**Your objective**. Rewrite the records below as a numbered list, one line per item, from the line with "Rapid-fire round! Name the bounding box of the glass" through the end of the records, and leave out any blank lines.

**Exercise data**.
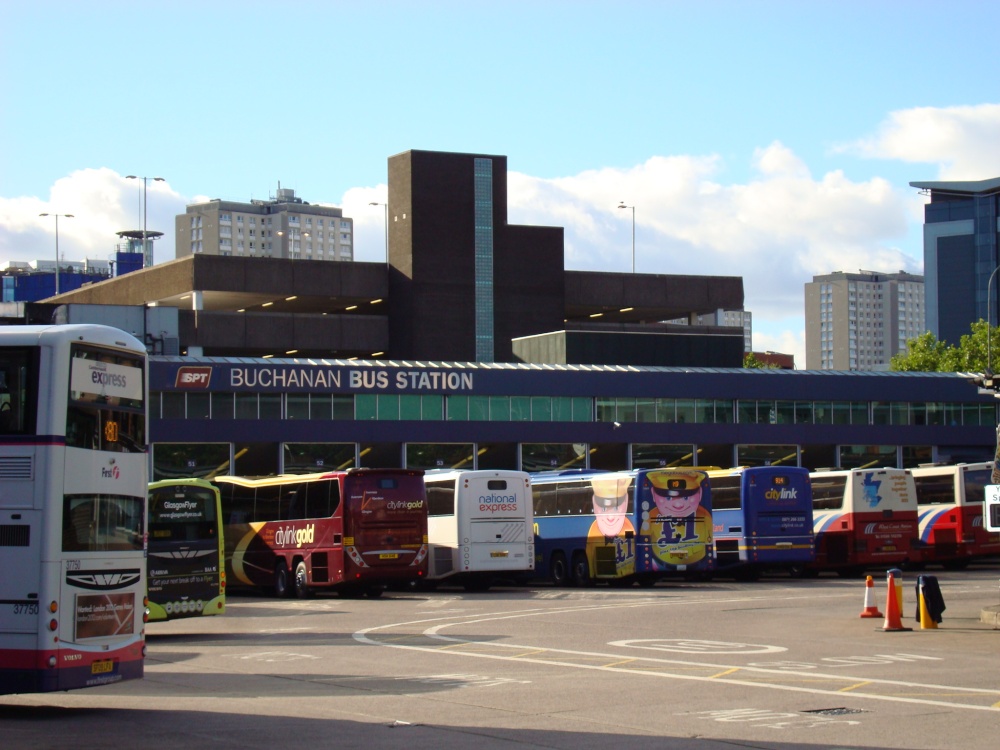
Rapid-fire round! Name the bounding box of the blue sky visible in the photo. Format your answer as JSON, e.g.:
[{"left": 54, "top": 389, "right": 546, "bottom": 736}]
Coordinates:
[{"left": 0, "top": 0, "right": 1000, "bottom": 367}]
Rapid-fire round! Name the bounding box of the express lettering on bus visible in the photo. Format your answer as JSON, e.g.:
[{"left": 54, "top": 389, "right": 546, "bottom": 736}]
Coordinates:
[
  {"left": 90, "top": 370, "right": 128, "bottom": 388},
  {"left": 479, "top": 495, "right": 518, "bottom": 513}
]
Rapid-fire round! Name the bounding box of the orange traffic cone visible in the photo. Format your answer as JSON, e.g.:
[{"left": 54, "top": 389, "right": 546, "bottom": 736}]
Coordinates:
[
  {"left": 882, "top": 573, "right": 913, "bottom": 631},
  {"left": 861, "top": 576, "right": 883, "bottom": 617}
]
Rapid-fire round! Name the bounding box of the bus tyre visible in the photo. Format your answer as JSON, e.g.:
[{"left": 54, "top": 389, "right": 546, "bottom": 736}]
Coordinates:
[
  {"left": 549, "top": 552, "right": 569, "bottom": 586},
  {"left": 274, "top": 560, "right": 291, "bottom": 599},
  {"left": 573, "top": 552, "right": 594, "bottom": 588},
  {"left": 295, "top": 560, "right": 312, "bottom": 599}
]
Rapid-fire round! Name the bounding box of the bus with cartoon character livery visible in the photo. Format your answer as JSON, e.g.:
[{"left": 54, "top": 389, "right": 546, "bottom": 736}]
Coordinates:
[
  {"left": 531, "top": 469, "right": 713, "bottom": 586},
  {"left": 802, "top": 468, "right": 921, "bottom": 577}
]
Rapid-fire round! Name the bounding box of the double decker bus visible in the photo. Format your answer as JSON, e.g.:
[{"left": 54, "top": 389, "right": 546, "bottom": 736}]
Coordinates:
[
  {"left": 911, "top": 461, "right": 1000, "bottom": 568},
  {"left": 0, "top": 325, "right": 148, "bottom": 694},
  {"left": 424, "top": 469, "right": 535, "bottom": 591},
  {"left": 708, "top": 466, "right": 816, "bottom": 580},
  {"left": 531, "top": 469, "right": 714, "bottom": 586},
  {"left": 804, "top": 468, "right": 921, "bottom": 578},
  {"left": 212, "top": 469, "right": 427, "bottom": 599},
  {"left": 147, "top": 479, "right": 226, "bottom": 620}
]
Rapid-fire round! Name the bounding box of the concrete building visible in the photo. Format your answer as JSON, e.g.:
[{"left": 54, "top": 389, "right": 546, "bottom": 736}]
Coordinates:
[
  {"left": 805, "top": 271, "right": 926, "bottom": 370},
  {"left": 666, "top": 310, "right": 752, "bottom": 356},
  {"left": 175, "top": 188, "right": 354, "bottom": 261},
  {"left": 52, "top": 151, "right": 743, "bottom": 367},
  {"left": 19, "top": 152, "right": 997, "bottom": 479},
  {"left": 910, "top": 177, "right": 1000, "bottom": 346}
]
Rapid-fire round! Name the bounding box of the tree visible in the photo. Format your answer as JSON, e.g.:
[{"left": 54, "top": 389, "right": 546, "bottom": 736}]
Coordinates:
[
  {"left": 889, "top": 320, "right": 1000, "bottom": 372},
  {"left": 743, "top": 352, "right": 778, "bottom": 370}
]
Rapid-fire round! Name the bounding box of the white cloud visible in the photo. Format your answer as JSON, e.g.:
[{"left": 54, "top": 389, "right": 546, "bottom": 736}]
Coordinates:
[
  {"left": 7, "top": 104, "right": 1000, "bottom": 367},
  {"left": 508, "top": 142, "right": 920, "bottom": 367},
  {"left": 838, "top": 104, "right": 1000, "bottom": 180},
  {"left": 0, "top": 168, "right": 185, "bottom": 272}
]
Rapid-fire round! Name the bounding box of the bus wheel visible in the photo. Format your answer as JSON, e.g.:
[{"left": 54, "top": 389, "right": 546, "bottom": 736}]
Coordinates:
[
  {"left": 295, "top": 561, "right": 312, "bottom": 599},
  {"left": 549, "top": 552, "right": 569, "bottom": 586},
  {"left": 274, "top": 560, "right": 290, "bottom": 599},
  {"left": 837, "top": 565, "right": 865, "bottom": 578},
  {"left": 788, "top": 564, "right": 819, "bottom": 578},
  {"left": 573, "top": 552, "right": 594, "bottom": 588},
  {"left": 733, "top": 565, "right": 760, "bottom": 583}
]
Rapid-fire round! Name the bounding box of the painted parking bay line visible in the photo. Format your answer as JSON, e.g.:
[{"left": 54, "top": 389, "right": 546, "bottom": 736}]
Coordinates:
[{"left": 354, "top": 604, "right": 1000, "bottom": 711}]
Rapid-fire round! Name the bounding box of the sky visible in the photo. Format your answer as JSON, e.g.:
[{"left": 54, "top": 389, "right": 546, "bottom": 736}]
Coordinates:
[{"left": 0, "top": 0, "right": 1000, "bottom": 369}]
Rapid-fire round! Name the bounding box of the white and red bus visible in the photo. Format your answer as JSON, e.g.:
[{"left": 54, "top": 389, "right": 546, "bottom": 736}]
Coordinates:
[
  {"left": 212, "top": 469, "right": 427, "bottom": 598},
  {"left": 424, "top": 469, "right": 535, "bottom": 591},
  {"left": 806, "top": 468, "right": 921, "bottom": 577},
  {"left": 911, "top": 461, "right": 1000, "bottom": 568},
  {"left": 0, "top": 325, "right": 147, "bottom": 694}
]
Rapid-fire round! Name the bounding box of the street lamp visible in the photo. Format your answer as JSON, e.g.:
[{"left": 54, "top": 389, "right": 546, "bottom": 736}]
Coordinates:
[
  {"left": 125, "top": 174, "right": 165, "bottom": 268},
  {"left": 368, "top": 201, "right": 389, "bottom": 267},
  {"left": 38, "top": 213, "right": 73, "bottom": 294},
  {"left": 618, "top": 201, "right": 635, "bottom": 273},
  {"left": 984, "top": 268, "right": 1000, "bottom": 378}
]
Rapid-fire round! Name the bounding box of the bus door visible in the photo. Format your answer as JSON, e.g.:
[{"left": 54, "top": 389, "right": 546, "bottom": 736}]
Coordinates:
[
  {"left": 913, "top": 466, "right": 971, "bottom": 562},
  {"left": 710, "top": 473, "right": 747, "bottom": 570},
  {"left": 0, "top": 512, "right": 42, "bottom": 695},
  {"left": 958, "top": 461, "right": 1000, "bottom": 558},
  {"left": 458, "top": 472, "right": 534, "bottom": 571},
  {"left": 344, "top": 469, "right": 427, "bottom": 580}
]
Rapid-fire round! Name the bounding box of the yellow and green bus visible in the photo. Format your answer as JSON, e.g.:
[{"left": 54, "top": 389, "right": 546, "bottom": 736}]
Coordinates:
[{"left": 146, "top": 479, "right": 226, "bottom": 621}]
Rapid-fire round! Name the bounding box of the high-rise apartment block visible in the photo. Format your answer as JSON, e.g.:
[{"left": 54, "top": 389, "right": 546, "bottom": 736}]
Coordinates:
[
  {"left": 175, "top": 188, "right": 354, "bottom": 260},
  {"left": 910, "top": 177, "right": 1000, "bottom": 346},
  {"left": 805, "top": 271, "right": 926, "bottom": 370}
]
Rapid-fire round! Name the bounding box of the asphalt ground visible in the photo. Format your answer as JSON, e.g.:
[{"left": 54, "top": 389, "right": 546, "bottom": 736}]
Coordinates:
[{"left": 0, "top": 562, "right": 1000, "bottom": 750}]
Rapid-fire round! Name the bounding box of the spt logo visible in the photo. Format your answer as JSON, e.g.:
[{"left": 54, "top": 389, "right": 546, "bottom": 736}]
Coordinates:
[{"left": 174, "top": 365, "right": 212, "bottom": 388}]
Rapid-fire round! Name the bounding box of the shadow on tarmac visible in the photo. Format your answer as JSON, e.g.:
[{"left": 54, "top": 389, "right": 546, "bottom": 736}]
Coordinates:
[{"left": 0, "top": 697, "right": 916, "bottom": 750}]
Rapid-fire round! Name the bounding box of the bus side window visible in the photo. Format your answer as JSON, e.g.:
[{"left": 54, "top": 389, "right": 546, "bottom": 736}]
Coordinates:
[
  {"left": 63, "top": 500, "right": 94, "bottom": 552},
  {"left": 427, "top": 482, "right": 455, "bottom": 516},
  {"left": 812, "top": 477, "right": 847, "bottom": 510}
]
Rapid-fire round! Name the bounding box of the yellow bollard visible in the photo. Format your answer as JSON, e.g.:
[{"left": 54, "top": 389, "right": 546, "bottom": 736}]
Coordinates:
[
  {"left": 920, "top": 586, "right": 937, "bottom": 630},
  {"left": 886, "top": 568, "right": 903, "bottom": 612}
]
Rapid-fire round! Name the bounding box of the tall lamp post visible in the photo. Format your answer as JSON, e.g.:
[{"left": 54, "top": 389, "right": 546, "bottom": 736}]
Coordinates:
[
  {"left": 125, "top": 174, "right": 165, "bottom": 268},
  {"left": 984, "top": 268, "right": 1000, "bottom": 378},
  {"left": 38, "top": 213, "right": 73, "bottom": 294},
  {"left": 618, "top": 201, "right": 635, "bottom": 273},
  {"left": 368, "top": 201, "right": 389, "bottom": 267}
]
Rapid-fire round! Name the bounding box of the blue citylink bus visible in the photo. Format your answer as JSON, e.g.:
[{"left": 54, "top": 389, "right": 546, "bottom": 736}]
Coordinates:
[
  {"left": 531, "top": 469, "right": 714, "bottom": 586},
  {"left": 708, "top": 466, "right": 816, "bottom": 580}
]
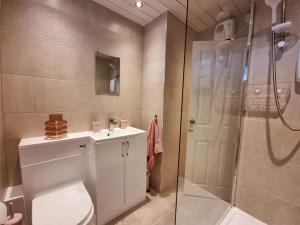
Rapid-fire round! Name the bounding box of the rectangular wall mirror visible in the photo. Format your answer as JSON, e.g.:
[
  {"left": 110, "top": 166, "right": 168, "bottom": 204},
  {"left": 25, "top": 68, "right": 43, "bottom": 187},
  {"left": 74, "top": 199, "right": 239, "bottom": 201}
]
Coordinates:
[{"left": 95, "top": 52, "right": 120, "bottom": 96}]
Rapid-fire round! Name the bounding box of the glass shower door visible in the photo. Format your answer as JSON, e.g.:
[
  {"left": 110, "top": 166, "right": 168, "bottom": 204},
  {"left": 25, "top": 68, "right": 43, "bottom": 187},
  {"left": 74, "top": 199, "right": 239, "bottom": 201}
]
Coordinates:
[{"left": 176, "top": 0, "right": 251, "bottom": 225}]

**Complete response**.
1. Rapid-fire round! Name the bounding box of the glass shower door visible in the photo. Format your answer as JSON, e.g.:
2. [
3.   {"left": 110, "top": 166, "right": 168, "bottom": 204},
4.   {"left": 25, "top": 68, "right": 43, "bottom": 187},
5.   {"left": 74, "top": 199, "right": 239, "bottom": 201}
6. ]
7. Coordinates:
8. [{"left": 176, "top": 0, "right": 251, "bottom": 225}]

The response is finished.